--- Passage choisi ---

Code de la Route : Articles L223-1 et suivants
Loi n°2000-321 du 12 avril 2000 relative aux droits des citoyens dans leurs relations avec les administrations.
Loi n°79-587 du 11 juillet 1979 relative à la motivation des actes administratifs et à l’amélioration des relations entre l’administration et le public.
Loi n°78-753 du 17 juillet 1978 portant diverses mesures d’amélioration des relations entre l’administration et le public et diverses dispositions d’ordre administratif, social et fiscal
Code de justice administrative : Articles L 732-1, R. 412-1 et R421-1 du Code de Justice administrative.
Décret en Conseil d’Etat n° 2001-492 du 06/06/2001 publié au JO du 10/06/2001 pris pour l’application du chapitre II du titre II de la loi n° 2000-321 du 12 avril 2000 et relatif à l’accusé de réception des demandes présentées aux autorités administratives.

Définition

Le recours gracieux est un élément essentiel du contrôle de l’action administrative. L’essence même de ce dernier est de permettre à l’autorité qui a pris une décision administrative de pouvoir la réformer, l’abroger, la modifier ou la maintenir. Le système du recours gracieux permet à l’administration de réparer une erreur commise ou de maintenir une décision. Ainsi, l’exercice d’un tel recours peut permettre d’éviter un recours devant les juridictions administratives.
Selon les propres termes du Conseil d’État « l’exercice d’un recours administratif préalable ... a pour but de permettre à l’autorité administrative, dans la limite de ses compétences, de remédier aux illégalités dont pourrait être entachée la décision initiale, sans attendre l’intervention du juge » [1]

S’agissant de la forme, le recours administratif doit être effectué auprès de l’autorité administrative qui a pris la décision contestée, à savoir, pour le contentieux du permis à points, le ministre de l’Intérieur DLPAJ-SD/CSR, Service du Fichier National des permis de conduire.

--- Données ---

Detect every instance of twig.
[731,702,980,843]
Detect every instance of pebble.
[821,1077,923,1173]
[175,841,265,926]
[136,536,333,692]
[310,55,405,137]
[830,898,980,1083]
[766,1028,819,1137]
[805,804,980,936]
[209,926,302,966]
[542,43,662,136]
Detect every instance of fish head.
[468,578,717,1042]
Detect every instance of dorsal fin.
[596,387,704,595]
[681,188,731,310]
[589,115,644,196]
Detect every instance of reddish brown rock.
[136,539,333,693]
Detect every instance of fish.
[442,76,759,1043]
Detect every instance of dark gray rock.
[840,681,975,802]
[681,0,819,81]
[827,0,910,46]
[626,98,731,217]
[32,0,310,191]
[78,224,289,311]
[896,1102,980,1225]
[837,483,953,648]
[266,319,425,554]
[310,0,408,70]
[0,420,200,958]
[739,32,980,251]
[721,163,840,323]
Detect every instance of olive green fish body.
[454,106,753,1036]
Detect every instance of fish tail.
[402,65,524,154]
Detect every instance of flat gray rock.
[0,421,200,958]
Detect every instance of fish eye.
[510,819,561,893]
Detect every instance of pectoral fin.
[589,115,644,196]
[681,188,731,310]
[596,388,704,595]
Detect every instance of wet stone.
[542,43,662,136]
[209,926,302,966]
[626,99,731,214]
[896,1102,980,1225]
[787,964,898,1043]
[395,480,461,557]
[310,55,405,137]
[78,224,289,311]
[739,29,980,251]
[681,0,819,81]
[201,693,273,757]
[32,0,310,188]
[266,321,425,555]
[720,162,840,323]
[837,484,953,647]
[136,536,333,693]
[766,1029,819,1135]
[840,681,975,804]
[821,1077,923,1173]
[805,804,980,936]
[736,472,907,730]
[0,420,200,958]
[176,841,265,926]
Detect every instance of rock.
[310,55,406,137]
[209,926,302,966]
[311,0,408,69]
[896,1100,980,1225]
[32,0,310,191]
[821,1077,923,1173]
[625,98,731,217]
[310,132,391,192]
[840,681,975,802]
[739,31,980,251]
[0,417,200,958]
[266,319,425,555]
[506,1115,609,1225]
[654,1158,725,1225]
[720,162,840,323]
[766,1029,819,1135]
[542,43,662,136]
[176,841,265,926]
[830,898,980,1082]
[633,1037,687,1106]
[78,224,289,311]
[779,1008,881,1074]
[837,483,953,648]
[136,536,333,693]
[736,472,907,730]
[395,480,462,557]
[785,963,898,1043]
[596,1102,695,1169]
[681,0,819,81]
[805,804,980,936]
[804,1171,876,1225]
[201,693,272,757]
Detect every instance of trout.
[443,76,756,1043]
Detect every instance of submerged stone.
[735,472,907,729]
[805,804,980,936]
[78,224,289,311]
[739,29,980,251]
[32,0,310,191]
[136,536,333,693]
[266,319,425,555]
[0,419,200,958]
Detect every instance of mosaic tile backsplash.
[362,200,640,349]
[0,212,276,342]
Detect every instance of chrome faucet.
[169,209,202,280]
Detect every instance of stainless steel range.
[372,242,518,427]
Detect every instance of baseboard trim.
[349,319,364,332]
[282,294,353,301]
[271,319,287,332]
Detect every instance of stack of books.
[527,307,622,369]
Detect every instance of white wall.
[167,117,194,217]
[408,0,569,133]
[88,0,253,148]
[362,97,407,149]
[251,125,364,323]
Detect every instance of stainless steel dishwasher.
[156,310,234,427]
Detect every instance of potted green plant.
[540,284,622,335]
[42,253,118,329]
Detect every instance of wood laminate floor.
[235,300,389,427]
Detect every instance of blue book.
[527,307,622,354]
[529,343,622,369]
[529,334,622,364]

---

▸ Objectif visé
Rédigez la suite du passage sur le recours gracieux contre les décisions relatives au permis à points, à partir de sa dernière phrase.

▸ Réponse attendue
Sur le plan procédural, le recours gracieux ne doit pas prendre la forme d’une demande d’indulgence. Il s’agit en effet, de critiquer la décision 48 SI en la déclarant illégale tout en demandant expressément son annulation.
Il s’agit de demander la modification ou l’abrogation de la décision contestée. Une simple demande de renseignements, d’avis, de bienveillance ou d’indulgence ne sera pas considéré par le juge ni même par l’autorité administrative comme un véritable recours gracieux et de ce fait n’emportera pas les conséquences juridiques de l’exercice d’un vrai recours gracieux.
Le recours administratif peut être une condition essentielle concernant la recevabilité d’un éventuel recours contentieux contre la décision 48 SI.

Comme la majorité des recours administratifs, ce recours FNPC n’a pas d’effet suspensif.
Le recours gracieux a pour effet d’interrompre le délai de recours contentieux [2]. Un nouveau délai ne s’ouvrira qu’à compter d’une décision expresse de rejet.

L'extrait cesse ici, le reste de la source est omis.